Assignment: The material below holds a span beginning at the line with "Report one point per instance of the white" and ending at the line with "Report one point per instance of the man's sneaker". Quote that span exactly, both ends included, and only that span.

START Material provided

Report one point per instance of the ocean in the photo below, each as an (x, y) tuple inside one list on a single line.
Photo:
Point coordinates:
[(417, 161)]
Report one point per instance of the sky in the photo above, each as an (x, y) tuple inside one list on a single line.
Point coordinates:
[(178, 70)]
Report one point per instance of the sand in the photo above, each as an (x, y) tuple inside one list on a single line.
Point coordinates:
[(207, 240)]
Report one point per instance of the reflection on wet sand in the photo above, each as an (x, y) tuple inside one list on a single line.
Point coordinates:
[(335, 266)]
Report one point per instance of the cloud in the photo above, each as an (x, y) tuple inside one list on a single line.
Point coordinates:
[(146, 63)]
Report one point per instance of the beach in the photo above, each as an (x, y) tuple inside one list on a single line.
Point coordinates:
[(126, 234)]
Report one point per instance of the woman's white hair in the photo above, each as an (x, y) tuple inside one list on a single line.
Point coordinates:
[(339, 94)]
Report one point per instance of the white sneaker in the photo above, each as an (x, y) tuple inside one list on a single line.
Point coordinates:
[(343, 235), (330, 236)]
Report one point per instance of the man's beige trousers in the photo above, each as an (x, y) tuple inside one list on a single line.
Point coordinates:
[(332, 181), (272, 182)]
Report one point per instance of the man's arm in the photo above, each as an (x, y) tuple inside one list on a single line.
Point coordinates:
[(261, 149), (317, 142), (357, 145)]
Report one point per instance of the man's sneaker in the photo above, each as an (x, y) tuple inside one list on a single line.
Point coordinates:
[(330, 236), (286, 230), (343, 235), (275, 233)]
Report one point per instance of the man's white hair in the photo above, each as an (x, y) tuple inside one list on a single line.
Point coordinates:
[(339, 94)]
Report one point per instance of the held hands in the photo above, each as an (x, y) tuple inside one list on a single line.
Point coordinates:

END Material provided

Answer area:
Report one point per instance of the white sneaker in the photo above, each as an (x, y) tuple inside one list on a single line.
Point coordinates:
[(343, 235), (330, 236)]
Report one point per instance of the man's beige trousers in the photo above, each as an (x, y) tuple inside one list on a single line.
Point coordinates:
[(332, 181), (272, 182)]
Report one point per instance of the man's arm in the photo above, each as an (x, y) tuple inside one list on a single line.
Point coordinates:
[(261, 149), (317, 142), (357, 145)]
Report one point per instance of the man's sneaker in the photo above, each as an (x, y) tuple inside one list on a single line.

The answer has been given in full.